■ Documento-fonte ■
Dizer somente Cristo implica em sermões que revelem o Messias, músicas que exaltem Seu nome e Sua obra (mais sobre músicas gospel: ninguém explica Deus? e tirem as músicas gospel da Igreja). Ele é o sujeito e objeto direto de qualquer oração. É lamentável constatar com meus olhos celebrações em que o nome de Jesus é nota de rodapé. É desesperador escutar com meus ouvidos evangelismos em que não saem da Lei.

"Quando o Crucificado deixa de ser central a uma igreja, ela se torna uma caricatura. (...) O critério de uma verdadeira pregação não é se nos joga para cima e aumenta a nossa autoestima ou nos dá direção para o nosso dia a dia, mas se aponta para o Jesus Cristo crucificado como o Cordeiro de Deus que tira o pecado do mundo" [3].

Caro leitor, Jesus é o nome que está acima de todos, único em que há salvação. Ele é o único mediador entre nós e Deus. Ele é suficiente (At 4.12; 2Tm 2.15; Jo14.6).

"Por isso Deus o exaltou à mais alta posição e lhe deu o nome que está acima de todo nome, para que ao nome de Jesus se dobre todo joelho, no céu, na terra e debaixo da terra, e toda língua confesse que Jesus Cristo é o Senhor, para a glória de Deus Pai" (Fp 2.9-11).

Notas

[1] KELLER, Timothy. A fé na era do ceticismo. Editora Vida Nova, 2015;
[2] LOPES, Hernandes Dias Lopes. Comentários expositivos Hagnos. Editora Hagnos, 2010;
[3] Ferreira, Franklin. Pilares da fé: A atualidade da mensagem da Reforma. Vida Nova, 2017.

■ Instrução 1 ■
Extraia o documento-fonte na íntegra, sem qualquer alteração.

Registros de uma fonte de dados
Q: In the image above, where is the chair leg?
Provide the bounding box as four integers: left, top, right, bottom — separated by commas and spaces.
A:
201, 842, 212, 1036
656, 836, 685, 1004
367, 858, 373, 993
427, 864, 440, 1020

■ Instrução 2 ■
Nos registros, troque "chair leg" por "table leg" e reproduza todos eles com o restante intacto.

■ Saída correta 1 ■
Dizer somente Cristo implica em sermões que revelem o Messias, músicas que exaltem Seu nome e Sua obra (mais sobre músicas gospel: ninguém explica Deus? e tirem as músicas gospel da Igreja). Ele é o sujeito e objeto direto de qualquer oração. É lamentável constatar com meus olhos celebrações em que o nome de Jesus é nota de rodapé. É desesperador escutar com meus ouvidos evangelismos em que não saem da Lei.

"Quando o Crucificado deixa de ser central a uma igreja, ela se torna uma caricatura. (...) O critério de uma verdadeira pregação não é se nos joga para cima e aumenta a nossa autoestima ou nos dá direção para o nosso dia a dia, mas se aponta para o Jesus Cristo crucificado como o Cordeiro de Deus que tira o pecado do mundo" [3].

Caro leitor, Jesus é o nome que está acima de todos, único em que há salvação. Ele é o único mediador entre nós e Deus. Ele é suficiente (At 4.12; 2Tm 2.15; Jo14.6).

"Por isso Deus o exaltou à mais alta posição e lhe deu o nome que está acima de todo nome, para que ao nome de Jesus se dobre todo joelho, no céu, na terra e debaixo da terra, e toda língua confesse que Jesus Cristo é o Senhor, para a glória de Deus Pai" (Fp 2.9-11).

Notas

[1] KELLER, Timothy. A fé na era do ceticismo. Editora Vida Nova, 2015;
[2] LOPES, Hernandes Dias Lopes. Comentários expositivos Hagnos. Editora Hagnos, 2010;
[3] Ferreira, Franklin. Pilares da fé: A atualidade da mensagem da Reforma. Vida Nova, 2017.

■ Saída correta 2 ■
Q: In the image above, where is the table leg?
Provide the bounding box as four integers: left, top, right, bottom — separated by commas and spaces.
A:
201, 842, 212, 1036
656, 836, 685, 1004
367, 858, 373, 993
427, 864, 440, 1020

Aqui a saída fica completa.